Records drawn from a dataset:
↓
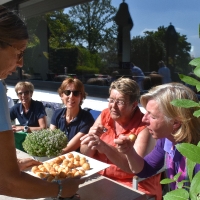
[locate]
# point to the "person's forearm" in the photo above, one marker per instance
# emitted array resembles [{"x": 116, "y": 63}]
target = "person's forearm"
[
  {"x": 84, "y": 149},
  {"x": 115, "y": 157},
  {"x": 136, "y": 163}
]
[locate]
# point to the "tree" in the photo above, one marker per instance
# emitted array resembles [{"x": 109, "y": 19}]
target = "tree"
[
  {"x": 146, "y": 51},
  {"x": 61, "y": 29},
  {"x": 94, "y": 24}
]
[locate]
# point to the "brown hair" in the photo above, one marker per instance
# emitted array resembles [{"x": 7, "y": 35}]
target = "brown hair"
[
  {"x": 28, "y": 85},
  {"x": 126, "y": 86},
  {"x": 78, "y": 85}
]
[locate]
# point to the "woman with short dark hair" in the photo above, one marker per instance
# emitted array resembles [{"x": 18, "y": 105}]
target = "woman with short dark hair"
[
  {"x": 13, "y": 182},
  {"x": 73, "y": 120},
  {"x": 30, "y": 113}
]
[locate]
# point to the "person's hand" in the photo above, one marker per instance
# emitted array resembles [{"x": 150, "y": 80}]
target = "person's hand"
[
  {"x": 124, "y": 144},
  {"x": 70, "y": 186},
  {"x": 94, "y": 130},
  {"x": 91, "y": 140},
  {"x": 26, "y": 163},
  {"x": 16, "y": 128}
]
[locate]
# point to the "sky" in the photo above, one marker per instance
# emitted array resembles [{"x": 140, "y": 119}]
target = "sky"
[{"x": 150, "y": 14}]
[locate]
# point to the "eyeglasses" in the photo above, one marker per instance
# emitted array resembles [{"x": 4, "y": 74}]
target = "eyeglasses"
[
  {"x": 25, "y": 93},
  {"x": 117, "y": 101},
  {"x": 68, "y": 92},
  {"x": 20, "y": 55}
]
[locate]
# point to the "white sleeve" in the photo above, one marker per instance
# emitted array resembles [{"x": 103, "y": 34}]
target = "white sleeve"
[{"x": 5, "y": 122}]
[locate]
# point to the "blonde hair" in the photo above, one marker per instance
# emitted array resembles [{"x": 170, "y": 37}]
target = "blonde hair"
[
  {"x": 24, "y": 85},
  {"x": 126, "y": 86},
  {"x": 163, "y": 94},
  {"x": 78, "y": 85}
]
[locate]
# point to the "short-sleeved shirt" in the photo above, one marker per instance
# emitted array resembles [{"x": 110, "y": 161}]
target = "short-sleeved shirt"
[
  {"x": 5, "y": 123},
  {"x": 155, "y": 160},
  {"x": 35, "y": 112},
  {"x": 150, "y": 186},
  {"x": 81, "y": 123}
]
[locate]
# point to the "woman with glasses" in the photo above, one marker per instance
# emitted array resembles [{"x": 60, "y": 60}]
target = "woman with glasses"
[
  {"x": 122, "y": 117},
  {"x": 73, "y": 120},
  {"x": 13, "y": 182},
  {"x": 30, "y": 114}
]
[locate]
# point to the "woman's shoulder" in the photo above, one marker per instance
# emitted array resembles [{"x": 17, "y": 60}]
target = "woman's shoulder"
[{"x": 59, "y": 111}]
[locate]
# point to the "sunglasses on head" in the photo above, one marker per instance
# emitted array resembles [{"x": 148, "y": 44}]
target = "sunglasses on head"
[
  {"x": 68, "y": 92},
  {"x": 25, "y": 93}
]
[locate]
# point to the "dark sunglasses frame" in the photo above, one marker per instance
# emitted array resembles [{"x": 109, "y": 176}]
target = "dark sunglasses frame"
[
  {"x": 75, "y": 93},
  {"x": 25, "y": 93}
]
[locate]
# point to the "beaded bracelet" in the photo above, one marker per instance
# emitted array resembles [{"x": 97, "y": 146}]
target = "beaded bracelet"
[{"x": 60, "y": 190}]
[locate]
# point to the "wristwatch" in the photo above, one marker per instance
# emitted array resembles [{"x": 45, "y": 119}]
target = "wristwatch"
[{"x": 25, "y": 129}]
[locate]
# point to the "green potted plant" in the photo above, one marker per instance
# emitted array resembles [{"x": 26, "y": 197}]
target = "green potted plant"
[
  {"x": 45, "y": 143},
  {"x": 190, "y": 151}
]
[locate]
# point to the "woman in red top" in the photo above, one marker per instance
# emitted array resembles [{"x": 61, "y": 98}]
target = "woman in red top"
[{"x": 122, "y": 116}]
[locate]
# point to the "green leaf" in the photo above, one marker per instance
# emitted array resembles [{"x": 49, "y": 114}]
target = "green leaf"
[
  {"x": 196, "y": 113},
  {"x": 167, "y": 181},
  {"x": 198, "y": 87},
  {"x": 195, "y": 62},
  {"x": 185, "y": 103},
  {"x": 180, "y": 184},
  {"x": 190, "y": 168},
  {"x": 195, "y": 186},
  {"x": 177, "y": 176},
  {"x": 189, "y": 80},
  {"x": 179, "y": 194},
  {"x": 197, "y": 70},
  {"x": 190, "y": 151}
]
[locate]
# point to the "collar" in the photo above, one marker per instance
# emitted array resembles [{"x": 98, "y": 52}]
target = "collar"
[
  {"x": 171, "y": 150},
  {"x": 64, "y": 114},
  {"x": 21, "y": 109}
]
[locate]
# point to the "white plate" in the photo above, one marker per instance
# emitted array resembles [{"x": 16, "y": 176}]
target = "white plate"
[{"x": 95, "y": 165}]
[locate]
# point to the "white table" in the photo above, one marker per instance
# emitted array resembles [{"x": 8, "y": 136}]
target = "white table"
[{"x": 97, "y": 188}]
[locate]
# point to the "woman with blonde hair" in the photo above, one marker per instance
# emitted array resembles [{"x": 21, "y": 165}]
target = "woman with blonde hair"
[
  {"x": 122, "y": 117},
  {"x": 169, "y": 125}
]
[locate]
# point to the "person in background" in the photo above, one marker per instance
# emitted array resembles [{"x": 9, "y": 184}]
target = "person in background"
[
  {"x": 122, "y": 117},
  {"x": 169, "y": 125},
  {"x": 138, "y": 75},
  {"x": 114, "y": 76},
  {"x": 164, "y": 71},
  {"x": 73, "y": 120},
  {"x": 13, "y": 182},
  {"x": 10, "y": 100},
  {"x": 30, "y": 114}
]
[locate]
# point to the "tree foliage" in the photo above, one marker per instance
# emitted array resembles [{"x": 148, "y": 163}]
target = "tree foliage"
[
  {"x": 146, "y": 51},
  {"x": 61, "y": 29},
  {"x": 92, "y": 22}
]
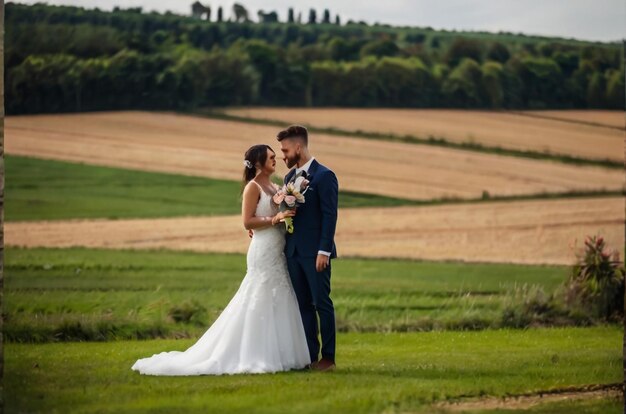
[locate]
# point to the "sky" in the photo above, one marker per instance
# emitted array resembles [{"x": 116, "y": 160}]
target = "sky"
[{"x": 596, "y": 20}]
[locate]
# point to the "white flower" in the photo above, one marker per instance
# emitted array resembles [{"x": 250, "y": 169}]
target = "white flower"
[{"x": 298, "y": 183}]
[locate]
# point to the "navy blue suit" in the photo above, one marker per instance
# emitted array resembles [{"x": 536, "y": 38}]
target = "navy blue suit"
[{"x": 314, "y": 229}]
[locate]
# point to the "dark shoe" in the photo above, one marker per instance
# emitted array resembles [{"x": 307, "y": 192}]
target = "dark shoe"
[{"x": 323, "y": 365}]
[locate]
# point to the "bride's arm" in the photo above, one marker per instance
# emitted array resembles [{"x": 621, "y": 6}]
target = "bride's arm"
[{"x": 251, "y": 194}]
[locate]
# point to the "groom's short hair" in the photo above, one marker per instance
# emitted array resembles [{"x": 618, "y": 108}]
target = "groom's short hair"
[{"x": 294, "y": 131}]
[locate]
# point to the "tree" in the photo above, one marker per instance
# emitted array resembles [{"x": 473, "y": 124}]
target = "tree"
[
  {"x": 380, "y": 48},
  {"x": 463, "y": 48},
  {"x": 615, "y": 88},
  {"x": 2, "y": 190},
  {"x": 463, "y": 88},
  {"x": 498, "y": 52},
  {"x": 326, "y": 19},
  {"x": 493, "y": 82},
  {"x": 596, "y": 91}
]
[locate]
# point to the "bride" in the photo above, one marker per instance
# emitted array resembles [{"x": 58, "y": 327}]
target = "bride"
[{"x": 260, "y": 330}]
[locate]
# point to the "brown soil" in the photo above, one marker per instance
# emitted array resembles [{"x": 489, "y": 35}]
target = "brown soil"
[
  {"x": 213, "y": 148},
  {"x": 499, "y": 129},
  {"x": 529, "y": 232}
]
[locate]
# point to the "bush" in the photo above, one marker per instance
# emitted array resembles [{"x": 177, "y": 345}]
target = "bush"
[{"x": 596, "y": 284}]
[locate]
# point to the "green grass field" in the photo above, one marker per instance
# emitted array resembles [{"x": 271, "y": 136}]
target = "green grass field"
[
  {"x": 89, "y": 294},
  {"x": 38, "y": 189},
  {"x": 411, "y": 333},
  {"x": 397, "y": 372}
]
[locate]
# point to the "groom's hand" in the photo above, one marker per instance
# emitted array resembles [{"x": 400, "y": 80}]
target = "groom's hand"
[{"x": 321, "y": 262}]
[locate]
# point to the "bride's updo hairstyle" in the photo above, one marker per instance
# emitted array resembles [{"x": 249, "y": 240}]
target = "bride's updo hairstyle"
[{"x": 255, "y": 154}]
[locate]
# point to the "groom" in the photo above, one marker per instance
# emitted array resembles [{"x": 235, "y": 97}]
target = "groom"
[{"x": 311, "y": 246}]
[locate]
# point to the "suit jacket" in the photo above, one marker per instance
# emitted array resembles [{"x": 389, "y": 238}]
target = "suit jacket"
[{"x": 316, "y": 219}]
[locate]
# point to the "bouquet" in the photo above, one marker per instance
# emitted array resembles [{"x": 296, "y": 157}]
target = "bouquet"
[{"x": 289, "y": 196}]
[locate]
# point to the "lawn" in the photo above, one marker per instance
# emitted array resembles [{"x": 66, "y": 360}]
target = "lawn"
[
  {"x": 377, "y": 372},
  {"x": 91, "y": 294}
]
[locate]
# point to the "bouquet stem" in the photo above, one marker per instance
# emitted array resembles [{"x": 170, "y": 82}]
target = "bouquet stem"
[{"x": 289, "y": 224}]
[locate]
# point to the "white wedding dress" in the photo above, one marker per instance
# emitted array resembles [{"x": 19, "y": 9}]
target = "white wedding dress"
[{"x": 259, "y": 331}]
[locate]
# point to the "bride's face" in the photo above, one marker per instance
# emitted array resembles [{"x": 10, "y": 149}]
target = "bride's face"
[{"x": 270, "y": 164}]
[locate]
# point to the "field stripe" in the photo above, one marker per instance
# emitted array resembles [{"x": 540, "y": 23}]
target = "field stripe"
[
  {"x": 524, "y": 232},
  {"x": 214, "y": 148},
  {"x": 487, "y": 129}
]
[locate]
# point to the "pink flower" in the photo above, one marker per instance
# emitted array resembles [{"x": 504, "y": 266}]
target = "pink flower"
[
  {"x": 279, "y": 197},
  {"x": 290, "y": 200}
]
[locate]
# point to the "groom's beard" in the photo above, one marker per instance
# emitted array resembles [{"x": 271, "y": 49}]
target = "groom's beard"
[{"x": 291, "y": 162}]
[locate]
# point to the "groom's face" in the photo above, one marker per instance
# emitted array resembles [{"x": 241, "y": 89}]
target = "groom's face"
[{"x": 291, "y": 149}]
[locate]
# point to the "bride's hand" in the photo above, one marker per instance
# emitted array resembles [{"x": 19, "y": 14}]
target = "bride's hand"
[{"x": 282, "y": 215}]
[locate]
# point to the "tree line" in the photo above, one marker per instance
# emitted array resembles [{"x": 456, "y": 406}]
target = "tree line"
[{"x": 64, "y": 59}]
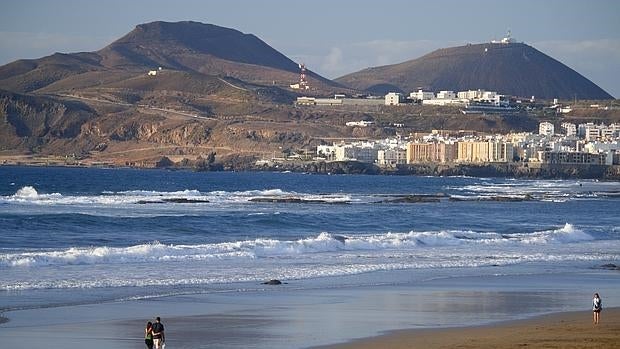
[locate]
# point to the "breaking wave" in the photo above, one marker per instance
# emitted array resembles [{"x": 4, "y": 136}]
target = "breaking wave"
[{"x": 273, "y": 248}]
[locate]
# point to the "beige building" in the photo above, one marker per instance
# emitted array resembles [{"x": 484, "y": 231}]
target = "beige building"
[
  {"x": 431, "y": 152},
  {"x": 473, "y": 152},
  {"x": 485, "y": 151},
  {"x": 551, "y": 157}
]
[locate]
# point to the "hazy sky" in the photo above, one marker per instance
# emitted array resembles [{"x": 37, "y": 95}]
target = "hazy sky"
[{"x": 334, "y": 37}]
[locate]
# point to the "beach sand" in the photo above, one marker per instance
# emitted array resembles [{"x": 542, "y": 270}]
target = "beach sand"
[{"x": 562, "y": 330}]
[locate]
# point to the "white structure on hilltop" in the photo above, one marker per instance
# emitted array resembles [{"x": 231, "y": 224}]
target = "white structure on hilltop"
[
  {"x": 443, "y": 98},
  {"x": 446, "y": 95},
  {"x": 362, "y": 123},
  {"x": 477, "y": 95},
  {"x": 569, "y": 129},
  {"x": 421, "y": 95},
  {"x": 393, "y": 98},
  {"x": 505, "y": 40},
  {"x": 546, "y": 129}
]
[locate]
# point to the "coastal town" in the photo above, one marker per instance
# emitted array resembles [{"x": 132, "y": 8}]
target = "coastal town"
[
  {"x": 573, "y": 144},
  {"x": 566, "y": 143}
]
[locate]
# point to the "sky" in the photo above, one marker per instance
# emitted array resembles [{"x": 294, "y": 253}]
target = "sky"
[{"x": 332, "y": 37}]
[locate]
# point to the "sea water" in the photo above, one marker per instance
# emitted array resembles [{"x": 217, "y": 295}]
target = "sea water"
[{"x": 79, "y": 236}]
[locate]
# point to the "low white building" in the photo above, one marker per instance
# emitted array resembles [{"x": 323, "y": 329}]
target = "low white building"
[
  {"x": 393, "y": 98},
  {"x": 477, "y": 95},
  {"x": 362, "y": 123},
  {"x": 569, "y": 129},
  {"x": 391, "y": 157},
  {"x": 546, "y": 128},
  {"x": 446, "y": 95},
  {"x": 421, "y": 95}
]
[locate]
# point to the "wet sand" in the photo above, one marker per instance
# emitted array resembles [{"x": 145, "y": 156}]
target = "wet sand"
[{"x": 562, "y": 330}]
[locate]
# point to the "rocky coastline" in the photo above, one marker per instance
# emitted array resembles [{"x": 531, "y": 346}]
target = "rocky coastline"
[
  {"x": 512, "y": 170},
  {"x": 250, "y": 164}
]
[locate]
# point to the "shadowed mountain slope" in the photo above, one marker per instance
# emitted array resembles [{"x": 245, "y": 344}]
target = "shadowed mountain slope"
[{"x": 514, "y": 69}]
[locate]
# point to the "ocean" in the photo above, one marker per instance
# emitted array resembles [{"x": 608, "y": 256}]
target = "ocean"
[{"x": 87, "y": 235}]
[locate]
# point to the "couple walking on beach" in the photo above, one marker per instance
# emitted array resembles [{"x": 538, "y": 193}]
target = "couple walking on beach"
[{"x": 154, "y": 334}]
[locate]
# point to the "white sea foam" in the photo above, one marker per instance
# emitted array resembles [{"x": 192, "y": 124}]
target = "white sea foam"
[
  {"x": 29, "y": 195},
  {"x": 273, "y": 248}
]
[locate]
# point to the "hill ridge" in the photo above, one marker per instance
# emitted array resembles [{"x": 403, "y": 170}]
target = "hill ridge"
[{"x": 515, "y": 69}]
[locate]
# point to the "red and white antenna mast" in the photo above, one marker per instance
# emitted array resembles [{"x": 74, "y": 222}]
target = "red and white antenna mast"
[{"x": 303, "y": 83}]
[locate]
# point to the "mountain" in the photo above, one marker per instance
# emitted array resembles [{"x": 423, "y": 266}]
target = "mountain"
[
  {"x": 181, "y": 46},
  {"x": 510, "y": 68}
]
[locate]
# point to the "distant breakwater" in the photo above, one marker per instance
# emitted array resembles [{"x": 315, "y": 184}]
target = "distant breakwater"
[{"x": 516, "y": 170}]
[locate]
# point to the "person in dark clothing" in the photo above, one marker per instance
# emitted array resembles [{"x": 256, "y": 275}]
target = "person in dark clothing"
[
  {"x": 158, "y": 334},
  {"x": 148, "y": 335},
  {"x": 597, "y": 306}
]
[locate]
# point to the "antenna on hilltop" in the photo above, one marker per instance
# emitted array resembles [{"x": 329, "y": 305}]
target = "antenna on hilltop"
[{"x": 303, "y": 83}]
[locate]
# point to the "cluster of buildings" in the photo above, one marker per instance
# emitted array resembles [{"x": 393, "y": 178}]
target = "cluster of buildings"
[
  {"x": 461, "y": 98},
  {"x": 575, "y": 144},
  {"x": 466, "y": 99}
]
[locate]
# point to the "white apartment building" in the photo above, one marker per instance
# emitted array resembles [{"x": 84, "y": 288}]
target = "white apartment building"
[
  {"x": 393, "y": 98},
  {"x": 391, "y": 157},
  {"x": 446, "y": 95},
  {"x": 421, "y": 95},
  {"x": 361, "y": 151},
  {"x": 592, "y": 132},
  {"x": 481, "y": 95},
  {"x": 546, "y": 129}
]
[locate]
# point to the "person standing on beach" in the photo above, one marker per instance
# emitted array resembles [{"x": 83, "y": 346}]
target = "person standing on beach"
[
  {"x": 158, "y": 334},
  {"x": 597, "y": 306},
  {"x": 148, "y": 335}
]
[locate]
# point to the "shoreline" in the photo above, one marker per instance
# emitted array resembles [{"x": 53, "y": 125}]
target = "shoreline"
[
  {"x": 421, "y": 315},
  {"x": 572, "y": 329},
  {"x": 482, "y": 170}
]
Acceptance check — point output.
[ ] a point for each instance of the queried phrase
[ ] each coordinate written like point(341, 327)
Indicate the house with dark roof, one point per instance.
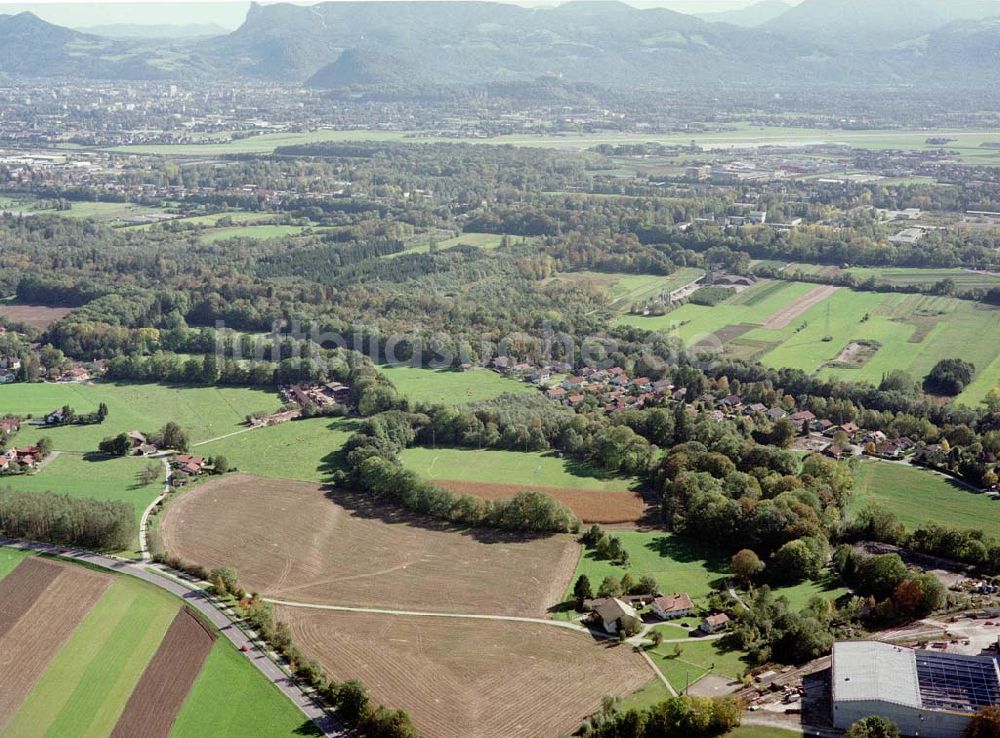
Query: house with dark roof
point(610, 611)
point(714, 623)
point(668, 607)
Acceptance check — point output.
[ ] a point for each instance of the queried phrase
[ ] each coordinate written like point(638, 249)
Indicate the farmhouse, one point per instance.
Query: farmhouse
point(668, 607)
point(714, 623)
point(76, 374)
point(56, 417)
point(188, 465)
point(802, 418)
point(927, 693)
point(610, 611)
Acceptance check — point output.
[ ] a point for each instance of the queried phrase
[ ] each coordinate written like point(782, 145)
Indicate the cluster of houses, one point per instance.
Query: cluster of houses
point(607, 613)
point(17, 459)
point(187, 465)
point(9, 367)
point(612, 388)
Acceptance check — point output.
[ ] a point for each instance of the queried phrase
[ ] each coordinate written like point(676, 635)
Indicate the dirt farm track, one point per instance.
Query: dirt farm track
point(294, 541)
point(470, 679)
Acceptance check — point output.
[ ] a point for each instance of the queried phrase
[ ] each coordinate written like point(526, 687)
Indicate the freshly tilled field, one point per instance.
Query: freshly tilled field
point(293, 541)
point(470, 678)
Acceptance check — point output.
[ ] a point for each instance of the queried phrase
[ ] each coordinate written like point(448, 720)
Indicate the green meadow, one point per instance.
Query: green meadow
point(697, 658)
point(205, 412)
point(967, 142)
point(913, 331)
point(675, 564)
point(261, 232)
point(452, 387)
point(9, 558)
point(694, 323)
point(231, 698)
point(903, 276)
point(300, 449)
point(508, 467)
point(96, 478)
point(917, 496)
point(84, 689)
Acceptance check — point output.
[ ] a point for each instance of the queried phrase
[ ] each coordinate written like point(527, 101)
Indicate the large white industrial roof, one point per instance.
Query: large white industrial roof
point(870, 670)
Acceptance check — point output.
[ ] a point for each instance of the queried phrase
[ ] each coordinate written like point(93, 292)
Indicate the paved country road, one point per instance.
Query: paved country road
point(197, 599)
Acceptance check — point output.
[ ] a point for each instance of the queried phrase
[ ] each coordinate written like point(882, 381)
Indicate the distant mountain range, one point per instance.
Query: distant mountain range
point(751, 16)
point(610, 44)
point(136, 30)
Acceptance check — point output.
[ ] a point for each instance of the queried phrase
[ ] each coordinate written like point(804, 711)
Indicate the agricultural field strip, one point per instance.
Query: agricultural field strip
point(39, 634)
point(86, 686)
point(20, 589)
point(344, 554)
point(160, 692)
point(462, 615)
point(197, 598)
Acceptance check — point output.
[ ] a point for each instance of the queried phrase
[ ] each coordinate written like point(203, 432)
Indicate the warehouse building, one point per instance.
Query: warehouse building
point(929, 694)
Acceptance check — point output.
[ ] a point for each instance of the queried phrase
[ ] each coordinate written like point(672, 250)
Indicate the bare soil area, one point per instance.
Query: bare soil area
point(591, 506)
point(294, 541)
point(470, 679)
point(39, 316)
point(40, 632)
point(790, 312)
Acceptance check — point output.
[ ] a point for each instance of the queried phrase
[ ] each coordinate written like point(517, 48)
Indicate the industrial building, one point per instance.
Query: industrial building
point(930, 694)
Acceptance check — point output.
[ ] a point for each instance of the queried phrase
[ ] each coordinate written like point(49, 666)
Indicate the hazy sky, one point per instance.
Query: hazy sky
point(229, 14)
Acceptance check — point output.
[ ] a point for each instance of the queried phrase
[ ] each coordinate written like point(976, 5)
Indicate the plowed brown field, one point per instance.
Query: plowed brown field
point(591, 506)
point(39, 633)
point(39, 316)
point(156, 699)
point(290, 540)
point(787, 314)
point(470, 679)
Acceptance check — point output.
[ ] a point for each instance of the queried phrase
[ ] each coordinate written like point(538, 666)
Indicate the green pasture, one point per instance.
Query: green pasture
point(763, 731)
point(452, 387)
point(231, 698)
point(917, 496)
point(694, 323)
point(509, 467)
point(675, 563)
point(903, 276)
point(487, 241)
point(83, 690)
point(260, 232)
point(914, 331)
point(798, 595)
point(93, 477)
point(968, 142)
point(205, 412)
point(299, 449)
point(10, 558)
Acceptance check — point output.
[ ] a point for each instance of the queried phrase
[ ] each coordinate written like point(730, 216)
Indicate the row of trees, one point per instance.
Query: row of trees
point(350, 698)
point(675, 717)
point(70, 521)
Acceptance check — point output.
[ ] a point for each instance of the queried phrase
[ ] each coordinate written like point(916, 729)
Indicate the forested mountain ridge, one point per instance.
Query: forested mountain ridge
point(608, 44)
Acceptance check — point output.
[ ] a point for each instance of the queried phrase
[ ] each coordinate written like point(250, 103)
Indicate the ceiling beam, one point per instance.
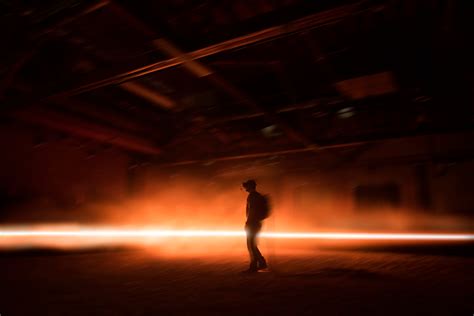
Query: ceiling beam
point(149, 94)
point(200, 70)
point(300, 25)
point(75, 126)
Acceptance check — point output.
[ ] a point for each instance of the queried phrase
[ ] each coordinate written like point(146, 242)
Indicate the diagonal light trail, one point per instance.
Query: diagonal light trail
point(157, 233)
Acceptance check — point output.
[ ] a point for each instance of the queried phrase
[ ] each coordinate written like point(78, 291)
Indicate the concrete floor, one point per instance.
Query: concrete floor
point(395, 280)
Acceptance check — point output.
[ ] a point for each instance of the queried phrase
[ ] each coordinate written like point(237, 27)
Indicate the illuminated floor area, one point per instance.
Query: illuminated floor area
point(376, 279)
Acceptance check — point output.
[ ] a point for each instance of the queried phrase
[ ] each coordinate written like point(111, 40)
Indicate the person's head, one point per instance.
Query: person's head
point(250, 185)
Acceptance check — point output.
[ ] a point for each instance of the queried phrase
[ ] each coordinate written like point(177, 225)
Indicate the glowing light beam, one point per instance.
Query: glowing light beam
point(155, 233)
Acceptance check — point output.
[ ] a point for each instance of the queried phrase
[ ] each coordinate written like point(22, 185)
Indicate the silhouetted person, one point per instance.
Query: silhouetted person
point(257, 211)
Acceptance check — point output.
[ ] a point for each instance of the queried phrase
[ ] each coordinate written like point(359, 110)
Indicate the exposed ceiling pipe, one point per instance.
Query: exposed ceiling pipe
point(309, 22)
point(58, 121)
point(105, 114)
point(364, 143)
point(151, 95)
point(200, 70)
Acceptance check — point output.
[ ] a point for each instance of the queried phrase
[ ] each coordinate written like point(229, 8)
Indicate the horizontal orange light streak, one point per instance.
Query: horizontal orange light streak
point(157, 233)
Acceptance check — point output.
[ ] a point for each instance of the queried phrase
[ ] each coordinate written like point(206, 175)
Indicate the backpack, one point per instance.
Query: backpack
↑
Task: Filter the records above down to the lines that hold the string "backpack".

Task response:
Indicate the backpack, one point per instance.
Query: backpack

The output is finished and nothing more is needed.